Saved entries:
★ ★ ★

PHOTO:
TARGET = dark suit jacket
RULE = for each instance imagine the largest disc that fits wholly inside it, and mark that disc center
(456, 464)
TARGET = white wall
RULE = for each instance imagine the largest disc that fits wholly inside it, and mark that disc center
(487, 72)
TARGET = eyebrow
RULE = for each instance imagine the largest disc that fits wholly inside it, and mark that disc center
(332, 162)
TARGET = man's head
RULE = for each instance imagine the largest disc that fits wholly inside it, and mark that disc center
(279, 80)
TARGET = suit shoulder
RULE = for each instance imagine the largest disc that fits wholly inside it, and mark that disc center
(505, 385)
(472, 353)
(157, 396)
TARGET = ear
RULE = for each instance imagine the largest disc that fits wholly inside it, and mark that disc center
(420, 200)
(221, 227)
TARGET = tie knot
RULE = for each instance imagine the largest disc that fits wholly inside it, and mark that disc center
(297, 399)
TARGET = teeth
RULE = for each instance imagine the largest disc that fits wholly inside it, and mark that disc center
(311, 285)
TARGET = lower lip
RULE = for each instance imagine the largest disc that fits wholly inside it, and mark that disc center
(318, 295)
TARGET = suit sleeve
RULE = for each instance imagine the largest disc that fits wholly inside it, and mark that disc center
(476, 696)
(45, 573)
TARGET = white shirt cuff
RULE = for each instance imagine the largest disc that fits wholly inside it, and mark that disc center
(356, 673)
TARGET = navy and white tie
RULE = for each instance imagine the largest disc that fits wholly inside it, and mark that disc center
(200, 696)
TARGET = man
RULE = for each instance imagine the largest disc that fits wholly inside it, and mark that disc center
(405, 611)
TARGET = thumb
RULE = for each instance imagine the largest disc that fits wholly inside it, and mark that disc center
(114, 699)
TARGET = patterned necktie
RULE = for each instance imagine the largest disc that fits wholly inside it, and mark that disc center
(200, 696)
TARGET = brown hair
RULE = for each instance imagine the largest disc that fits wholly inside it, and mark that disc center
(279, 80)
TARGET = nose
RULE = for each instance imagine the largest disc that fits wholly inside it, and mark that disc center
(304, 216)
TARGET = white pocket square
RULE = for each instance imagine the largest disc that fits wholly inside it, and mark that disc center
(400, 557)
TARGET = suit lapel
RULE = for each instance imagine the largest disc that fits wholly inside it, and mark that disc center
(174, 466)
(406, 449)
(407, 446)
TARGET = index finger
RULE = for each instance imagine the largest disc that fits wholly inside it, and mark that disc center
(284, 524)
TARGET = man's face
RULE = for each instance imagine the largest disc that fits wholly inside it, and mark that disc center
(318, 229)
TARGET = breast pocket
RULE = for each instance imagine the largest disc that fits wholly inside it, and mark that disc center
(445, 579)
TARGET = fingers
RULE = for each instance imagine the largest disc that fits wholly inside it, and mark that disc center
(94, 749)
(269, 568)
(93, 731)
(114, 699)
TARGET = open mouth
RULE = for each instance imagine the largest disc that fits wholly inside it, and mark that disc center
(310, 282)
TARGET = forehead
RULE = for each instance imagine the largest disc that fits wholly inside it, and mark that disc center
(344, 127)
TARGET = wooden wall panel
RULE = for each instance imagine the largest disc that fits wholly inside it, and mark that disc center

★ ★ ★

[What the task requires] Restate each entry exactly, skipping none.

[Solution for this problem]
PHOTO:
TARGET = dark suit jacket
RULE = for each instance imagine the largest disc that fits wholly inside it, and mark that disc center
(456, 464)
TARGET = white wall
RULE = for each instance imagine the largest disc that fits wholly inside it, and mark that disc center
(487, 72)
TARGET = eyebrow
RULE = for each instance imagine the largest disc that fits wholly inside it, and mark that disc center
(332, 162)
TARGET = man's head
RULE = for each instance imagine the largest disc that fits wholly inside it, and mark that disc center
(279, 80)
TARGET = suit shoulder
RULE = for each instance imagine the largest disc that fits wholly inside it, and mark that disc center
(505, 385)
(472, 353)
(157, 396)
TARGET = ear
RULE = for each instance imagine the largest disc that fits wholly inside it, and mark that disc center
(420, 200)
(221, 227)
TARGET = tie knot
RULE = for each instance imagine the largest disc that fits wholly inside it, and mark that disc center
(297, 399)
TARGET = teeth
RULE = for each instance imagine the largest disc that fits wholly inside it, and mark that disc center
(311, 285)
TARGET = lower lip
RULE = for each instance imagine the largest disc that fits wholly inside it, and mark that disc center
(318, 295)
TARGET = suit sleeve
RULE = for each instance imagine the largest disc that fits wholly inside it, and mark that disc center
(476, 696)
(45, 573)
TARGET = white shirt cuff
RULE = for each instance imagine the largest disc that fits wholly inside it, and mark that disc center
(356, 673)
TARGET = navy and white tie
RULE = for each instance imagine the largest disc that fits wholly inside it, and mark that disc center
(200, 696)
TARGET = man
RULE = for each instance imagine the largest disc that fits wholly inside it, and mark that disc center
(405, 611)
TARGET = thumb
RULE = for each instance imagine the largest disc that fits wholly inside it, and mark that disc center
(114, 699)
TARGET = patterned necktie
RULE = for each instance imagine the largest disc that fits wholly inside it, and mark that disc center
(200, 696)
TARGET = brown hair
RULE = for each instance imagine the largest disc that fits wholly inside it, and mark that disc center
(279, 80)
TARGET = nose
RULE = for each instance imagine the largest disc that fits wholly inside it, and mark that disc center
(304, 216)
TARGET = white pocket square
RULE = for each instance imagine the largest disc that fits wholly inside it, and mark that disc center
(400, 557)
TARGET = suit lapel
RULE = for each instance imagine the largest disc that fits wholly inside it, and mark that disc center
(174, 466)
(406, 449)
(407, 446)
TARGET = index finger
RULE = for each instance imagine the largest disc that fits wholly inside it, and mark that disc center
(284, 524)
TARGET = man's face
RULE = for each instance imagine the largest disc that fits wholly inside it, and mark that disc center
(318, 229)
TARGET = breast pocket
RULE = for each instance imagine the largest disc that fits wholly inside it, and mark that disc center
(445, 579)
TARGET = fingers
RULE = for each instance imagine the largest disc that fits wholly inside it, and mark that disc center
(94, 749)
(269, 568)
(93, 731)
(114, 699)
TARGET = open mouth
RULE = for each instance imagine the largest disc that fits wholly inside it, and mark that disc center
(310, 282)
TARGET = forehead
RULE = for each instance imagine the largest disc that fits wholly inside it, and mark that disc center
(344, 127)
TARGET = wooden wall panel
RULE = for each instance imagine the largest disc that fits wholly inside it, and mark that disc center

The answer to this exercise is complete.